[ABOUT THIS TASK]: Every line below that holds the string "throat" must be copied.
+++ EXCERPTED RECORDS +++
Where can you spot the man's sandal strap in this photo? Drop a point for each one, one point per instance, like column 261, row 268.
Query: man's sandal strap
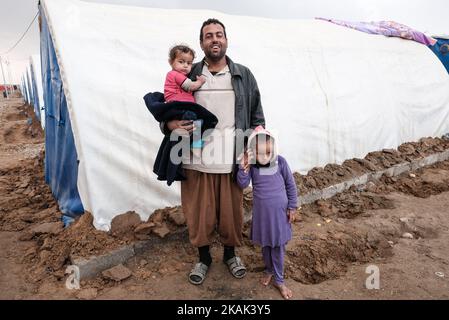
column 236, row 267
column 198, row 273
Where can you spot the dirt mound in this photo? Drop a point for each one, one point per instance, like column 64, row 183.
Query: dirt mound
column 421, row 183
column 349, row 204
column 319, row 178
column 318, row 257
column 27, row 199
column 79, row 239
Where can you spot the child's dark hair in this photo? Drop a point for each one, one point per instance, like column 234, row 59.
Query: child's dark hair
column 180, row 48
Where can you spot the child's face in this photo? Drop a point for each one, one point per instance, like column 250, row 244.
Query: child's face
column 182, row 63
column 264, row 150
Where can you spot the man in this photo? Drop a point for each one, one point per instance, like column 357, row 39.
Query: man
column 210, row 196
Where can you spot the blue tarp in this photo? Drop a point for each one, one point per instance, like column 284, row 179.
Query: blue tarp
column 61, row 161
column 441, row 49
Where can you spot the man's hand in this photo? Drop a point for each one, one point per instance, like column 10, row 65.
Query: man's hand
column 183, row 127
column 245, row 160
column 195, row 85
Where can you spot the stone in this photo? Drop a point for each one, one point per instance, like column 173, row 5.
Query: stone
column 26, row 236
column 47, row 227
column 143, row 262
column 124, row 223
column 117, row 273
column 161, row 231
column 47, row 245
column 144, row 228
column 87, row 294
column 177, row 217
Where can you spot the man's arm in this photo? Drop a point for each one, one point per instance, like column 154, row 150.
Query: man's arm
column 257, row 116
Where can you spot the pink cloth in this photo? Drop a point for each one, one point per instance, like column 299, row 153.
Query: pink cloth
column 387, row 28
column 173, row 90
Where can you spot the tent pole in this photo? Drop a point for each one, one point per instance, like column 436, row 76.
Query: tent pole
column 4, row 81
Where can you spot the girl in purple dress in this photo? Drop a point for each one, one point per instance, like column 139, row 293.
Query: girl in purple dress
column 275, row 200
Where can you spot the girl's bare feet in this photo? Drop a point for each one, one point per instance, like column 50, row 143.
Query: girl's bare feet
column 285, row 292
column 265, row 280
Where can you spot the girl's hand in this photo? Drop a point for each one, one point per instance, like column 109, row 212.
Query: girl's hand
column 245, row 160
column 291, row 215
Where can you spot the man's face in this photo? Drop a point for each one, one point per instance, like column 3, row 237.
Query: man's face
column 214, row 43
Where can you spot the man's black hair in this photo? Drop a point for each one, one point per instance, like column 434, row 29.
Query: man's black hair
column 211, row 21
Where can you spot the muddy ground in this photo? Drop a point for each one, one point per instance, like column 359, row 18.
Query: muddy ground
column 335, row 240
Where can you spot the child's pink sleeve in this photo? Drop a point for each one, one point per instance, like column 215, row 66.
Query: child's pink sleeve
column 177, row 77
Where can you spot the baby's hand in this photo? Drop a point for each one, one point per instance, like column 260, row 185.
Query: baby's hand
column 201, row 79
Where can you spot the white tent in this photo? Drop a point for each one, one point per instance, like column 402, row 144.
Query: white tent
column 35, row 64
column 330, row 93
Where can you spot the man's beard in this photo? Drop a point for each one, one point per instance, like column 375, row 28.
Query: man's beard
column 216, row 56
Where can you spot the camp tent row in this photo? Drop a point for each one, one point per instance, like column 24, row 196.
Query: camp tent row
column 31, row 87
column 329, row 93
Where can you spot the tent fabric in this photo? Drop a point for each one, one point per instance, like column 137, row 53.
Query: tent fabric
column 329, row 93
column 441, row 49
column 35, row 63
column 35, row 101
column 29, row 86
column 61, row 165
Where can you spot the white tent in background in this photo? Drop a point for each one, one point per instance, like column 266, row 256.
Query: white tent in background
column 330, row 93
column 35, row 65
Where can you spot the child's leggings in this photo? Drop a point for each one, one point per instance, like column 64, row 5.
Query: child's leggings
column 274, row 262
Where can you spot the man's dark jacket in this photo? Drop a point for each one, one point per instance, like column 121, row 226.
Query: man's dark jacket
column 248, row 107
column 164, row 167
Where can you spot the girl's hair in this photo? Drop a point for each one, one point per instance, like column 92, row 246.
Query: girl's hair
column 180, row 49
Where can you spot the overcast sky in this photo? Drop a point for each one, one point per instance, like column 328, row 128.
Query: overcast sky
column 425, row 15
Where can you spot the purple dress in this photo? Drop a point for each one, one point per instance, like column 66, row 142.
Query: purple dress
column 274, row 191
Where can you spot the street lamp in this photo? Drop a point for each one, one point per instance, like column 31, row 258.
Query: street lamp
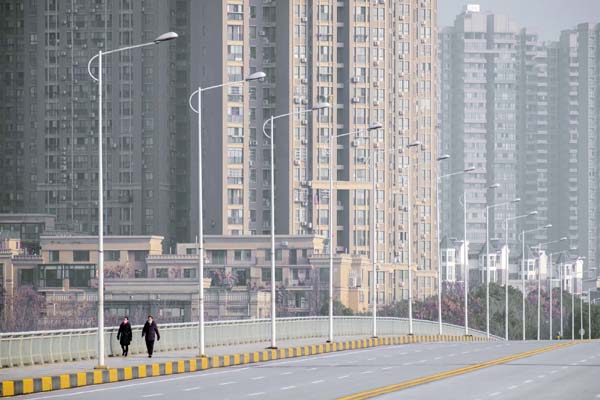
column 162, row 38
column 200, row 251
column 487, row 254
column 562, row 239
column 437, row 193
column 334, row 138
column 408, row 237
column 523, row 233
column 532, row 213
column 269, row 136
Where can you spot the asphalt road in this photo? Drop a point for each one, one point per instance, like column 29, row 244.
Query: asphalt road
column 576, row 375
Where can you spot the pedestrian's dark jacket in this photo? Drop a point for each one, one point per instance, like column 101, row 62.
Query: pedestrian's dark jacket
column 124, row 335
column 150, row 331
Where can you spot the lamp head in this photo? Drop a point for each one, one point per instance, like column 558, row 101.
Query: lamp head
column 375, row 125
column 255, row 76
column 166, row 36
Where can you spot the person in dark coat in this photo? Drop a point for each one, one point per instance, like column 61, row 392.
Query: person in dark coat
column 124, row 335
column 150, row 332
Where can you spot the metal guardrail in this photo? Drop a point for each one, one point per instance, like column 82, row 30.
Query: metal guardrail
column 44, row 347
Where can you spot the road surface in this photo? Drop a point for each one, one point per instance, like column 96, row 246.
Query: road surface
column 567, row 373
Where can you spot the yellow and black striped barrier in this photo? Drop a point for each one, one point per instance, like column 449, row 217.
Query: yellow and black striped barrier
column 95, row 377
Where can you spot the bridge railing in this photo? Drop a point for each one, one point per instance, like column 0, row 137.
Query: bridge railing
column 42, row 347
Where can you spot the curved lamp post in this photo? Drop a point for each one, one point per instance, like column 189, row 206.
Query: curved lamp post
column 162, row 38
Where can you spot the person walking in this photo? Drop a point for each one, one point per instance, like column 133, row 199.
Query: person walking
column 150, row 332
column 124, row 335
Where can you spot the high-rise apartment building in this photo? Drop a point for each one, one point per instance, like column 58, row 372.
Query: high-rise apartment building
column 577, row 182
column 373, row 61
column 50, row 111
column 478, row 127
column 534, row 122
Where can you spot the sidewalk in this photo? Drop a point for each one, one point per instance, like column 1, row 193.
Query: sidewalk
column 159, row 357
column 16, row 381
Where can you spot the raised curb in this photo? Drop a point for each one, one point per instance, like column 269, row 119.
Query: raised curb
column 86, row 378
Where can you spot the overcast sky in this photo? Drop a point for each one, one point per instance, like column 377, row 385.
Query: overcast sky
column 547, row 17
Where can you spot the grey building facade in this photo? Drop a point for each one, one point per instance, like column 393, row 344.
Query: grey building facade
column 50, row 125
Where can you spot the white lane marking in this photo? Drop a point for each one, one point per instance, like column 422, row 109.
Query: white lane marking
column 143, row 383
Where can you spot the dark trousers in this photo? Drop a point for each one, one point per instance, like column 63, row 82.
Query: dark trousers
column 150, row 346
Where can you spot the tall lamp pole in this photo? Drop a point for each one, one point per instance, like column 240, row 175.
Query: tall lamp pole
column 562, row 239
column 487, row 255
column 269, row 136
column 200, row 251
column 438, row 204
column 531, row 214
column 523, row 233
column 408, row 237
column 333, row 139
column 162, row 38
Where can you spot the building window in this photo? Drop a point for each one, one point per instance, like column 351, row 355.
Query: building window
column 81, row 255
column 54, row 255
column 112, row 255
column 266, row 274
column 140, row 255
column 162, row 272
column 242, row 255
column 189, row 273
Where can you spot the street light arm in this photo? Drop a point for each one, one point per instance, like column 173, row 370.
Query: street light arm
column 282, row 116
column 90, row 66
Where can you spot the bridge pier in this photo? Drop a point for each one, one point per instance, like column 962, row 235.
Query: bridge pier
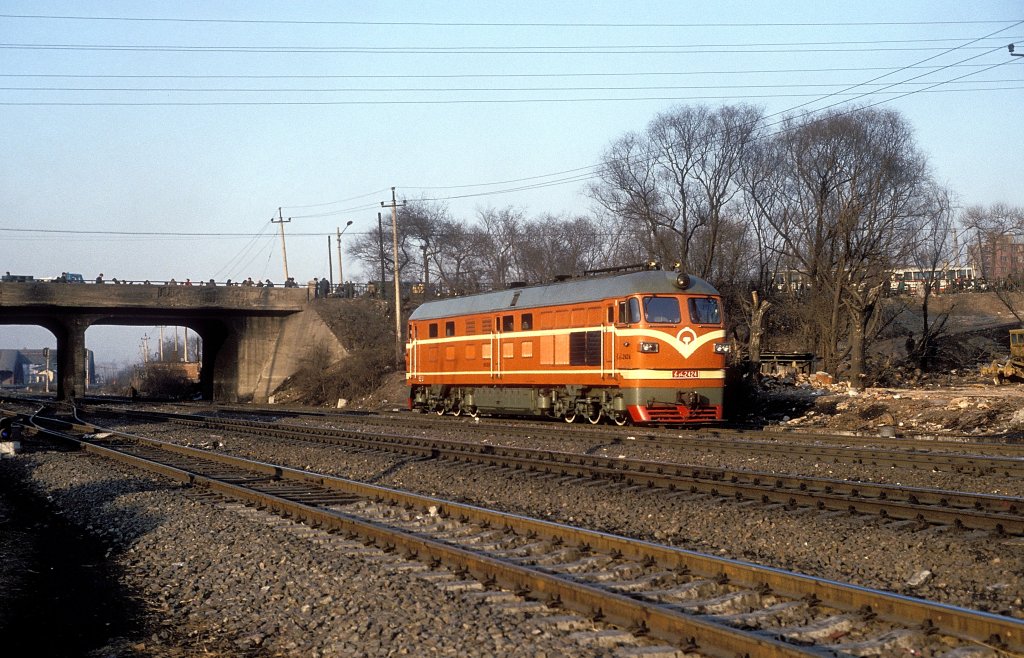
column 71, row 356
column 253, row 338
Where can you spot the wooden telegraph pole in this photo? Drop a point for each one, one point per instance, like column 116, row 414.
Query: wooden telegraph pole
column 397, row 276
column 284, row 252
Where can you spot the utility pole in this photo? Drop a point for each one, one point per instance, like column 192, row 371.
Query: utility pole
column 397, row 275
column 380, row 243
column 341, row 271
column 330, row 265
column 284, row 252
column 426, row 269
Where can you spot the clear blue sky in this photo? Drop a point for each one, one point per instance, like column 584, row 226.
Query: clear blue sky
column 207, row 117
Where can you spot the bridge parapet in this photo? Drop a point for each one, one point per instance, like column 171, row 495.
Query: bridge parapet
column 246, row 300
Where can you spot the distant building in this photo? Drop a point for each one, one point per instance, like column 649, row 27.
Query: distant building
column 25, row 368
column 14, row 368
column 1000, row 258
column 948, row 279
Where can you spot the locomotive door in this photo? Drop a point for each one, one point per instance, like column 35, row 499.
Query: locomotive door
column 413, row 352
column 608, row 343
column 495, row 346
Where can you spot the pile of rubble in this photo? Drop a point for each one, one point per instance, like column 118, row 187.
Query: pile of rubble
column 816, row 401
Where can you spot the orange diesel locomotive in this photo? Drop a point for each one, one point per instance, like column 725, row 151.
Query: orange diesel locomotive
column 643, row 347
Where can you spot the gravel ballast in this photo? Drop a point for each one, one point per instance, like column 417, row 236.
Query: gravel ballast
column 214, row 577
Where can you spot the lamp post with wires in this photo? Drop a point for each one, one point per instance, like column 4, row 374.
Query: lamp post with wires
column 341, row 271
column 284, row 252
column 397, row 295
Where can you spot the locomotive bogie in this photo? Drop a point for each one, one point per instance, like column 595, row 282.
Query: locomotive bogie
column 634, row 347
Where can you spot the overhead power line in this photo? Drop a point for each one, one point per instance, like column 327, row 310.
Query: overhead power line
column 435, row 24
column 747, row 48
column 485, row 89
column 632, row 74
column 183, row 103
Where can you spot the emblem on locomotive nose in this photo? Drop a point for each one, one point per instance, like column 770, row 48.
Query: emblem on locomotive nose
column 686, row 336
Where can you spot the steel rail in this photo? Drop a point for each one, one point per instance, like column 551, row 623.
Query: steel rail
column 622, row 610
column 976, row 511
column 984, row 446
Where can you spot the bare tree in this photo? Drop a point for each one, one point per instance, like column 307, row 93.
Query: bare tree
column 673, row 182
column 553, row 246
column 993, row 234
column 503, row 230
column 854, row 182
column 934, row 252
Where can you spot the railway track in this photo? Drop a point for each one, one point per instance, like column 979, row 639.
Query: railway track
column 964, row 454
column 976, row 511
column 697, row 603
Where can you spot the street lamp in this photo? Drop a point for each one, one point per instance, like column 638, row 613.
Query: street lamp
column 341, row 275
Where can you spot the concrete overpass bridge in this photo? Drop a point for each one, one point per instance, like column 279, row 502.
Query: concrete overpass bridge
column 253, row 338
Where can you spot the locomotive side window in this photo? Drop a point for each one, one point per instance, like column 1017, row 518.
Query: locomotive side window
column 704, row 310
column 634, row 310
column 662, row 309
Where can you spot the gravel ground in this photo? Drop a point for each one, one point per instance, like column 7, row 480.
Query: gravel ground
column 215, row 578
column 965, row 568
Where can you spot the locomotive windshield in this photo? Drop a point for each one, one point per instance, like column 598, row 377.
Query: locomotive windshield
column 704, row 310
column 662, row 309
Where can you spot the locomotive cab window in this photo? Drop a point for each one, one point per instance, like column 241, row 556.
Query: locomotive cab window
column 662, row 309
column 634, row 315
column 705, row 310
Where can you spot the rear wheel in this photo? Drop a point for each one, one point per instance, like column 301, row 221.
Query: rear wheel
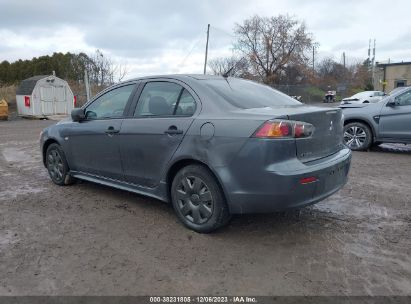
column 57, row 165
column 357, row 136
column 198, row 200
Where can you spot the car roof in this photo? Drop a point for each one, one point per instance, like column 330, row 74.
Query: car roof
column 179, row 77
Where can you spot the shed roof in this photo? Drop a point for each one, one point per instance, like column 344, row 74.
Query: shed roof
column 26, row 87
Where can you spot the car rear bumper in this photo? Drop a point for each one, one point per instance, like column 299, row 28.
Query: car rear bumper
column 279, row 189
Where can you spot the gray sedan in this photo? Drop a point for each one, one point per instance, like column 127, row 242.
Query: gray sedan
column 212, row 146
column 386, row 121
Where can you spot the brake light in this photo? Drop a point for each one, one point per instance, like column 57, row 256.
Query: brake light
column 284, row 129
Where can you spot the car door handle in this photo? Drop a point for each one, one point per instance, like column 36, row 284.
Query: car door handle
column 111, row 130
column 173, row 131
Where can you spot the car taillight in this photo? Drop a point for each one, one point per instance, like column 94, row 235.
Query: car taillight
column 284, row 129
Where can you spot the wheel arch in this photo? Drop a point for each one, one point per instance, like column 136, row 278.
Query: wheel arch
column 181, row 163
column 363, row 121
column 46, row 144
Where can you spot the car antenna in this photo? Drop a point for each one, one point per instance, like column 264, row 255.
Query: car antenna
column 227, row 73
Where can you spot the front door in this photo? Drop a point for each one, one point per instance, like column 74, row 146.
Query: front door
column 94, row 142
column 163, row 114
column 395, row 120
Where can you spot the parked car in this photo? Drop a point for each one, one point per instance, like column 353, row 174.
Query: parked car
column 234, row 147
column 386, row 121
column 364, row 97
column 397, row 89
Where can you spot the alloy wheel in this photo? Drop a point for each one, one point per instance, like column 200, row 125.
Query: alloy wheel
column 194, row 200
column 355, row 137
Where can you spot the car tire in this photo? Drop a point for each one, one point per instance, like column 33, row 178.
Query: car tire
column 198, row 199
column 357, row 136
column 57, row 166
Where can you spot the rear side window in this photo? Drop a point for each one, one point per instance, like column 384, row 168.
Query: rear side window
column 110, row 104
column 163, row 98
column 246, row 94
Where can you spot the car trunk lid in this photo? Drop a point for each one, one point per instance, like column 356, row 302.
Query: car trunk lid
column 327, row 136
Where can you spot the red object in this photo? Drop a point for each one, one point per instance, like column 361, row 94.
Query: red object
column 299, row 130
column 307, row 180
column 284, row 129
column 27, row 101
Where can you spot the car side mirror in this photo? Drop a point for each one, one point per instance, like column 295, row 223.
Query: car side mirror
column 391, row 103
column 77, row 114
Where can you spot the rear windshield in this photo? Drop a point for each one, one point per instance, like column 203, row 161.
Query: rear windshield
column 247, row 94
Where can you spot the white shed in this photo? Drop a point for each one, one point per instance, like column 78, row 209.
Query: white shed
column 42, row 96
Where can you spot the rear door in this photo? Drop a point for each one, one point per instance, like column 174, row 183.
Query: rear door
column 94, row 142
column 395, row 121
column 163, row 113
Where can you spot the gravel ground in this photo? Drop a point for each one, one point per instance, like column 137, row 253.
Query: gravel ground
column 88, row 239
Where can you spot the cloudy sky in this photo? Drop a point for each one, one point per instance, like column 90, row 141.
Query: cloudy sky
column 160, row 36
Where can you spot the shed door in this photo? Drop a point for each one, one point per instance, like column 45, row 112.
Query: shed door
column 47, row 100
column 60, row 100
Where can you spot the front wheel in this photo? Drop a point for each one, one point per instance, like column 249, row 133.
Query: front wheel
column 57, row 165
column 198, row 200
column 357, row 136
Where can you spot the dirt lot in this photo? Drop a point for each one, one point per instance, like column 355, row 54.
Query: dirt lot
column 90, row 239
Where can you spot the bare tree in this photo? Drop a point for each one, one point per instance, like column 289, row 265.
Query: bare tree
column 270, row 44
column 232, row 65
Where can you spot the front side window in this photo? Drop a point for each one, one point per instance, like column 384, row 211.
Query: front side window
column 164, row 99
column 111, row 104
column 404, row 99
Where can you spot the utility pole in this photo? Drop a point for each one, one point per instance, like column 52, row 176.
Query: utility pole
column 313, row 59
column 205, row 61
column 373, row 67
column 86, row 82
column 344, row 59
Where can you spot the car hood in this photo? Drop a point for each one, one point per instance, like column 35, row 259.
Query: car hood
column 354, row 105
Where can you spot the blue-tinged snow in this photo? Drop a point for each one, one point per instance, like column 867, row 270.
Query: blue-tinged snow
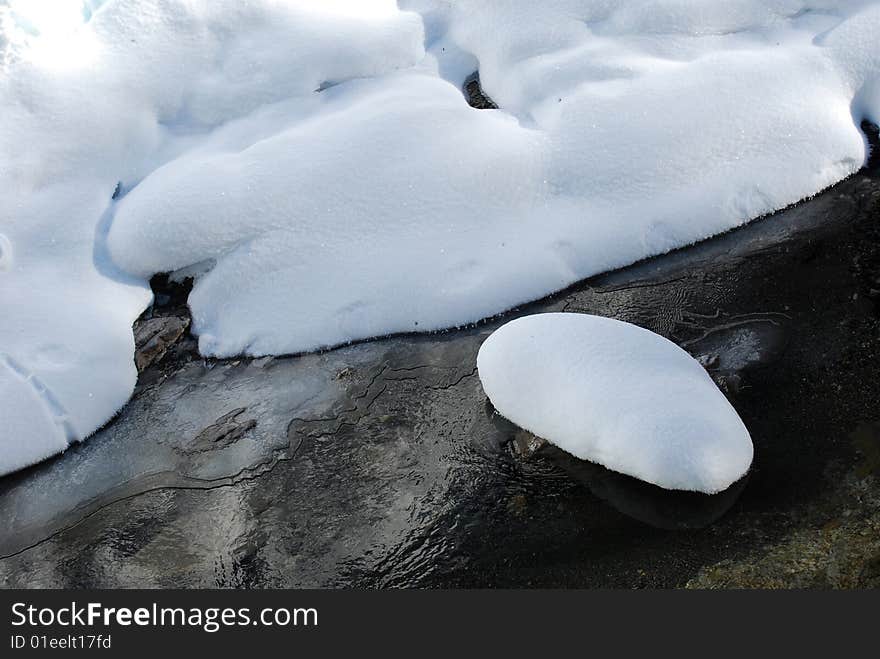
column 321, row 160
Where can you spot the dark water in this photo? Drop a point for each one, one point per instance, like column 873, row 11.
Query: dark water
column 381, row 465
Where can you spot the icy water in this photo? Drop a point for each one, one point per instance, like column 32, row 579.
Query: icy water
column 383, row 465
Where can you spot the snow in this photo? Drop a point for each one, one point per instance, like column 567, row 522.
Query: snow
column 319, row 167
column 619, row 395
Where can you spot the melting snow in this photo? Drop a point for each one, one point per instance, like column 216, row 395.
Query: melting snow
column 322, row 156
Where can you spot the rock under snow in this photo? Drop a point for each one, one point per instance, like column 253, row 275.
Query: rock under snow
column 618, row 395
column 319, row 164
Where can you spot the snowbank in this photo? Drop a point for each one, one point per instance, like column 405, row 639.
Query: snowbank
column 619, row 395
column 320, row 159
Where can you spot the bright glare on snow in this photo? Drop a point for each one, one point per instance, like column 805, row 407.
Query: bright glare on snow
column 321, row 156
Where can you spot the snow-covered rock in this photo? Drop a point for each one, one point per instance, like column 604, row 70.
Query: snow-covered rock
column 319, row 164
column 618, row 395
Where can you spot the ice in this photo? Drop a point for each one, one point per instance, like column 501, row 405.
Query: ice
column 619, row 395
column 318, row 165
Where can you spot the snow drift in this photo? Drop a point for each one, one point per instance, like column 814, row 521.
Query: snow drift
column 319, row 163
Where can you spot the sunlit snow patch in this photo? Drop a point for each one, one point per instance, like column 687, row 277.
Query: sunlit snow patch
column 618, row 395
column 323, row 157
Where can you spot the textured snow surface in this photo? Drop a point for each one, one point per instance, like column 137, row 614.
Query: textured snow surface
column 319, row 164
column 616, row 394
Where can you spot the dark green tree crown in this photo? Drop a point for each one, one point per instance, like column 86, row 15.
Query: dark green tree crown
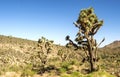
column 88, row 21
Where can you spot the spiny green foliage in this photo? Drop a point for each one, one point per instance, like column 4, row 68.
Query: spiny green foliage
column 88, row 25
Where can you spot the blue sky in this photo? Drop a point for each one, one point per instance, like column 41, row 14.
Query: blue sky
column 53, row 19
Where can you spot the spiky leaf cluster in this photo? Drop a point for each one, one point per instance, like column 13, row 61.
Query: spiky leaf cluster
column 88, row 21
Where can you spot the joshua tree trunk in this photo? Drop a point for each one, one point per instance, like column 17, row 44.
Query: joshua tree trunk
column 90, row 52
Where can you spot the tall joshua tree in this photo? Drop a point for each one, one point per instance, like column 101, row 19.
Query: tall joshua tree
column 88, row 25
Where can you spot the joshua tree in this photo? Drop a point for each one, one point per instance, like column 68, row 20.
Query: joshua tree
column 45, row 47
column 88, row 25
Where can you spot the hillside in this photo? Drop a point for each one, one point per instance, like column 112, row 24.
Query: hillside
column 21, row 57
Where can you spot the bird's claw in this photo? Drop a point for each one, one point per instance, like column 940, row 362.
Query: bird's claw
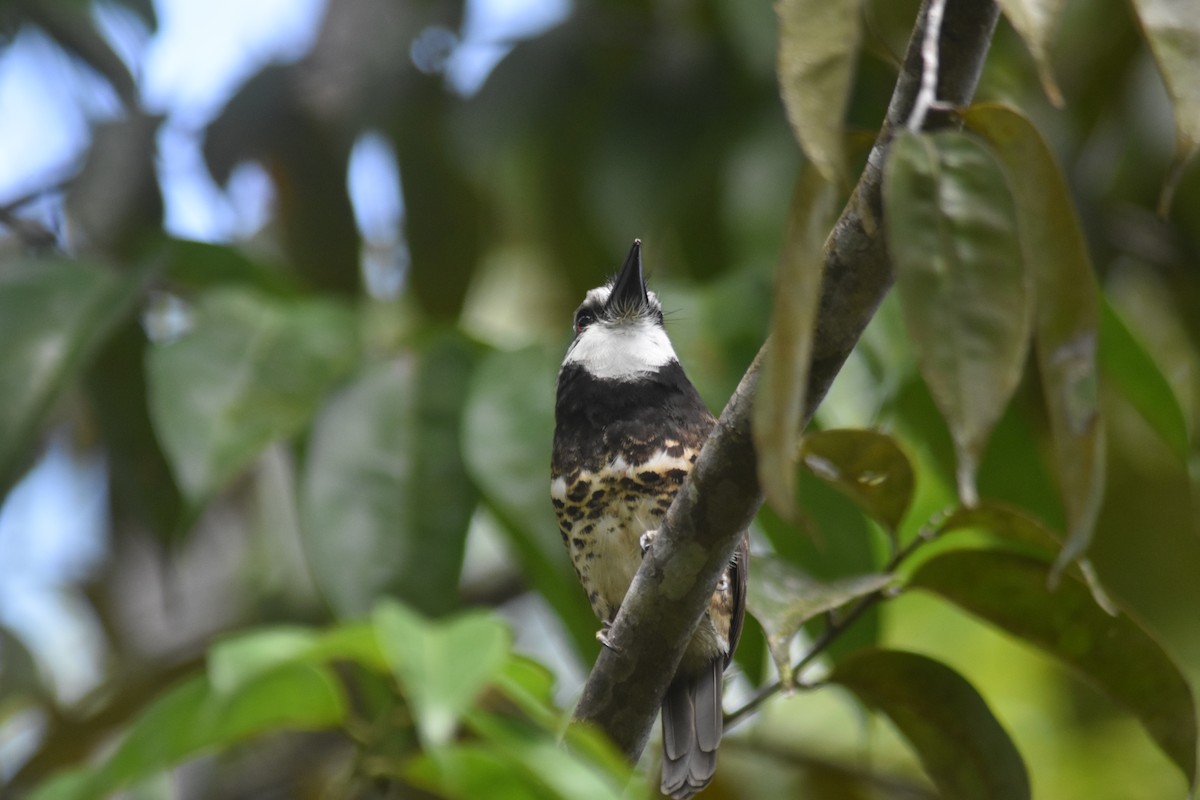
column 603, row 635
column 647, row 539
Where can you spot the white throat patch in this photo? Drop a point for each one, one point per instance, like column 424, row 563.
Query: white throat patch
+++
[TASK SOLUTION]:
Where can you spot the white throat patch in this photo? Drop a point for each one, one point per instance, like column 424, row 563.
Query: white throat patch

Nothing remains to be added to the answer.